[Begin Information shown]

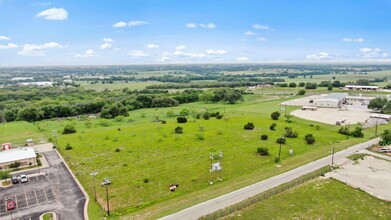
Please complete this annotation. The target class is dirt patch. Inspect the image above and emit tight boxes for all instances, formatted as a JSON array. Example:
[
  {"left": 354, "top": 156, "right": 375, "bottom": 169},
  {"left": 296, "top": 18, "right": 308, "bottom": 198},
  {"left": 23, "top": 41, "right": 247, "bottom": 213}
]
[{"left": 326, "top": 156, "right": 391, "bottom": 201}]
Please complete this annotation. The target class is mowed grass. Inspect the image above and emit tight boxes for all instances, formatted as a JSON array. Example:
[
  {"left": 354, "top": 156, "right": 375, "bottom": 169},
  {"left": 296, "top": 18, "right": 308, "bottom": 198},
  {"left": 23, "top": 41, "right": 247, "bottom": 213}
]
[
  {"left": 224, "top": 179, "right": 391, "bottom": 219},
  {"left": 31, "top": 96, "right": 391, "bottom": 217}
]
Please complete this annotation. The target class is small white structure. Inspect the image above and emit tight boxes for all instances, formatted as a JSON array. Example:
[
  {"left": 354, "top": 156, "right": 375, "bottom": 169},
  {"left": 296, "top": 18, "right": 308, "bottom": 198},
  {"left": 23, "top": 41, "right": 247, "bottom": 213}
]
[
  {"left": 0, "top": 147, "right": 37, "bottom": 169},
  {"left": 313, "top": 93, "right": 348, "bottom": 108}
]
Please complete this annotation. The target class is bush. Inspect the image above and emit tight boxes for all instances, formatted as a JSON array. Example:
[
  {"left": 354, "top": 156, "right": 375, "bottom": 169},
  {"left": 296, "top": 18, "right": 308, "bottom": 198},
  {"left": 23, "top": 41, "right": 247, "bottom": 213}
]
[
  {"left": 297, "top": 89, "right": 305, "bottom": 95},
  {"left": 304, "top": 134, "right": 315, "bottom": 144},
  {"left": 257, "top": 147, "right": 269, "bottom": 156},
  {"left": 65, "top": 143, "right": 73, "bottom": 150},
  {"left": 285, "top": 127, "right": 298, "bottom": 138},
  {"left": 270, "top": 111, "right": 281, "bottom": 120},
  {"left": 244, "top": 122, "right": 254, "bottom": 130},
  {"left": 175, "top": 126, "right": 183, "bottom": 134},
  {"left": 269, "top": 123, "right": 277, "bottom": 131},
  {"left": 176, "top": 117, "right": 187, "bottom": 123},
  {"left": 261, "top": 134, "right": 268, "bottom": 141},
  {"left": 62, "top": 124, "right": 76, "bottom": 134},
  {"left": 350, "top": 127, "right": 364, "bottom": 137},
  {"left": 277, "top": 137, "right": 286, "bottom": 144}
]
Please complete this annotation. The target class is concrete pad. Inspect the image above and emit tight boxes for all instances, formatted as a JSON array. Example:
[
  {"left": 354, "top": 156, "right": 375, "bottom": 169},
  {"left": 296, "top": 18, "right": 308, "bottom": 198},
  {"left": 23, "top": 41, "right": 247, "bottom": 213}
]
[{"left": 326, "top": 156, "right": 391, "bottom": 201}]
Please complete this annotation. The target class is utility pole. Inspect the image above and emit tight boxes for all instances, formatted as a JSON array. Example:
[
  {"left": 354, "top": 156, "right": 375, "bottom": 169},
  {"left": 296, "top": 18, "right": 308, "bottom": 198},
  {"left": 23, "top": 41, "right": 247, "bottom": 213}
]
[
  {"left": 105, "top": 184, "right": 110, "bottom": 216},
  {"left": 90, "top": 172, "right": 98, "bottom": 202},
  {"left": 331, "top": 147, "right": 334, "bottom": 169}
]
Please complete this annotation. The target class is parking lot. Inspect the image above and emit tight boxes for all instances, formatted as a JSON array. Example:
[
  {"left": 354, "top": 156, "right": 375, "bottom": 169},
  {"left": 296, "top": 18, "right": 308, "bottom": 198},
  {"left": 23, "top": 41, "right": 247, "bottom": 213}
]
[{"left": 0, "top": 151, "right": 86, "bottom": 220}]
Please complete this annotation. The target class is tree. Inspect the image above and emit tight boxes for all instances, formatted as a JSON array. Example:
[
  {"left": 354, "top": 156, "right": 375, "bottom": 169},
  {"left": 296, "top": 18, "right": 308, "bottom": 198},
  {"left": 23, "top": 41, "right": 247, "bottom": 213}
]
[
  {"left": 368, "top": 97, "right": 389, "bottom": 113},
  {"left": 270, "top": 111, "right": 281, "bottom": 120},
  {"left": 175, "top": 126, "right": 183, "bottom": 134},
  {"left": 176, "top": 117, "right": 187, "bottom": 123},
  {"left": 257, "top": 147, "right": 269, "bottom": 156},
  {"left": 244, "top": 122, "right": 254, "bottom": 130},
  {"left": 62, "top": 124, "right": 76, "bottom": 134},
  {"left": 297, "top": 89, "right": 305, "bottom": 95},
  {"left": 304, "top": 134, "right": 315, "bottom": 144}
]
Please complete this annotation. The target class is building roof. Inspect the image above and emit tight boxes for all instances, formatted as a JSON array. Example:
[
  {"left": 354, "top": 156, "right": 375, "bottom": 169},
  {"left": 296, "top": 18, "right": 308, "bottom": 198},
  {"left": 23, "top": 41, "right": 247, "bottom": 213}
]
[{"left": 0, "top": 147, "right": 37, "bottom": 164}]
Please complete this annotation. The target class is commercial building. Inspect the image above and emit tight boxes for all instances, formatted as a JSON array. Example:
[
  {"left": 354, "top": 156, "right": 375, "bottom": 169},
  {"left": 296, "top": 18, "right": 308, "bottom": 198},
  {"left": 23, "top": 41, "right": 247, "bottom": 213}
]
[{"left": 0, "top": 147, "right": 37, "bottom": 170}]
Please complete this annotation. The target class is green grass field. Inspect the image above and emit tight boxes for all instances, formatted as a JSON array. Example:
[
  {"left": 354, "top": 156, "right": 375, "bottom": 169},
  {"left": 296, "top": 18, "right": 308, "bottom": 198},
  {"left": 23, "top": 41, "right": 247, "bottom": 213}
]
[
  {"left": 0, "top": 95, "right": 390, "bottom": 218},
  {"left": 224, "top": 179, "right": 391, "bottom": 219}
]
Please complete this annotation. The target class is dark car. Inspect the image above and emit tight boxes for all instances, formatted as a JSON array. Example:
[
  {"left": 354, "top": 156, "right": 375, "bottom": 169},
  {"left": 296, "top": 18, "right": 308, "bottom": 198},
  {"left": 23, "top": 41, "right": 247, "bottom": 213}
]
[
  {"left": 11, "top": 176, "right": 19, "bottom": 184},
  {"left": 7, "top": 199, "right": 16, "bottom": 210}
]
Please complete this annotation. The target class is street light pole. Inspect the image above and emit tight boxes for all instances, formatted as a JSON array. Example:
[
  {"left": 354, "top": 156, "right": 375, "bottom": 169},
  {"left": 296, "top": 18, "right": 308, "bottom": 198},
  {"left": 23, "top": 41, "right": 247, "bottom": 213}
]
[
  {"left": 90, "top": 172, "right": 98, "bottom": 202},
  {"left": 105, "top": 184, "right": 110, "bottom": 216}
]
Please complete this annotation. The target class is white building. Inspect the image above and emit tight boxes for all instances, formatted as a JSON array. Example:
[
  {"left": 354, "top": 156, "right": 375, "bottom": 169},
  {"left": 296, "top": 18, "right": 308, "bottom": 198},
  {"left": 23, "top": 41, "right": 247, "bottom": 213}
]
[
  {"left": 0, "top": 147, "right": 37, "bottom": 170},
  {"left": 313, "top": 93, "right": 348, "bottom": 108}
]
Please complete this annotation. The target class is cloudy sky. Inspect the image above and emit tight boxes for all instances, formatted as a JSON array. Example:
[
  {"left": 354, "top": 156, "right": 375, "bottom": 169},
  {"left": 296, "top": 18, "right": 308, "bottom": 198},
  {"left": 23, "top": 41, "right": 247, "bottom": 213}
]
[{"left": 0, "top": 0, "right": 391, "bottom": 66}]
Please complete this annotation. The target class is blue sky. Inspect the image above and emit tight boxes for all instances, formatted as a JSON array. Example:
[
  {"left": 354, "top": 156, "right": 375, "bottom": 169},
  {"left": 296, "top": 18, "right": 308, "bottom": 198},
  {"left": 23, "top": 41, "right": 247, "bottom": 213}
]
[{"left": 0, "top": 0, "right": 391, "bottom": 66}]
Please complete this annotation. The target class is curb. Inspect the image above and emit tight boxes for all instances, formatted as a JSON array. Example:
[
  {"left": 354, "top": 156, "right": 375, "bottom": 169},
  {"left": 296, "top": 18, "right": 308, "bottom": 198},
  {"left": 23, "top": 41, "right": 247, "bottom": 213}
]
[{"left": 54, "top": 149, "right": 90, "bottom": 220}]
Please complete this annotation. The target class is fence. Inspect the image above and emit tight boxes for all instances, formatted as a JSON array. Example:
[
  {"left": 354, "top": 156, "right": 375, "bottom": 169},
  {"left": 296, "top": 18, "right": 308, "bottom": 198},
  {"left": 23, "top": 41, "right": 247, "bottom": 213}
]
[{"left": 199, "top": 166, "right": 330, "bottom": 220}]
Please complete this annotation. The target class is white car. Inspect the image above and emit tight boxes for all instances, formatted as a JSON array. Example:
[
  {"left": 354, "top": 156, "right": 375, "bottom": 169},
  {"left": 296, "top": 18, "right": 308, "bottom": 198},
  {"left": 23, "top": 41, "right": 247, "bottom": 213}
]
[{"left": 20, "top": 174, "right": 29, "bottom": 183}]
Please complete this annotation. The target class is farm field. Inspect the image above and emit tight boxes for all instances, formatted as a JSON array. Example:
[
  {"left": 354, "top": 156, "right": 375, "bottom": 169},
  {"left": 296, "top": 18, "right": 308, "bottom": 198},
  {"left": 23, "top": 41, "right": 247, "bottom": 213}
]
[
  {"left": 224, "top": 179, "right": 391, "bottom": 219},
  {"left": 9, "top": 95, "right": 383, "bottom": 218}
]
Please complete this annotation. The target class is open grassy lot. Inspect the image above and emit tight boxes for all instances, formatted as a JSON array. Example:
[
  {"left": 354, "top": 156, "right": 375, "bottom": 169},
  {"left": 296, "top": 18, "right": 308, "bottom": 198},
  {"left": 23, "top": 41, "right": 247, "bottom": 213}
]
[{"left": 224, "top": 179, "right": 391, "bottom": 219}]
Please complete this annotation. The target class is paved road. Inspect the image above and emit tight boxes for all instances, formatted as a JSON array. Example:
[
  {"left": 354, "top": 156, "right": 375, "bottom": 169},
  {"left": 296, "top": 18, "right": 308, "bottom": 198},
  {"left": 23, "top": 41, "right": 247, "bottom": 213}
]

[End Information shown]

| Aim of the exercise |
Give back the lines above exactly, from the one with "Please complete this annotation. The target class is fence." through the last line.

| Task response |
Please complete this annotation. The target class is fence. Inspect the image above and emit tight boxes for all instances, formatted as a JSON array. Example:
[
  {"left": 354, "top": 156, "right": 375, "bottom": 169},
  {"left": 296, "top": 18, "right": 308, "bottom": 198},
  {"left": 23, "top": 41, "right": 247, "bottom": 213}
]
[{"left": 199, "top": 166, "right": 330, "bottom": 220}]
Please complete this annotation. The target class is white car. Inspect the image above and emit tight boxes for all instances, formatted as a JSON array. Example:
[
  {"left": 354, "top": 156, "right": 375, "bottom": 169},
  {"left": 296, "top": 18, "right": 308, "bottom": 198},
  {"left": 23, "top": 41, "right": 247, "bottom": 213}
]
[{"left": 20, "top": 174, "right": 29, "bottom": 183}]
Please complete this annotation. The target class is farm field. Inspect the image above and emit tight boxes for all instances, formatted as a JSON array. Example:
[
  {"left": 354, "top": 156, "right": 375, "bottom": 169},
  {"left": 296, "top": 18, "right": 308, "bottom": 198},
  {"left": 23, "top": 41, "right": 247, "bottom": 213}
]
[
  {"left": 224, "top": 179, "right": 391, "bottom": 219},
  {"left": 9, "top": 95, "right": 383, "bottom": 218}
]
Please complete this annotation. The target class is open grassy lot. Inspect the image above and emit tight boxes for all instances, formatted as a JSON array. Example:
[
  {"left": 354, "top": 156, "right": 375, "bottom": 169},
  {"left": 296, "top": 18, "right": 308, "bottom": 198},
  {"left": 23, "top": 41, "right": 247, "bottom": 213}
]
[{"left": 224, "top": 179, "right": 391, "bottom": 219}]
Please complete this annotation. The target class is paved road. Inspect the image above and emit tight boxes for all instances, formatted as a JSON array. Example:
[
  {"left": 354, "top": 156, "right": 375, "bottom": 169},
  {"left": 296, "top": 18, "right": 308, "bottom": 198},
  {"left": 23, "top": 41, "right": 247, "bottom": 213}
]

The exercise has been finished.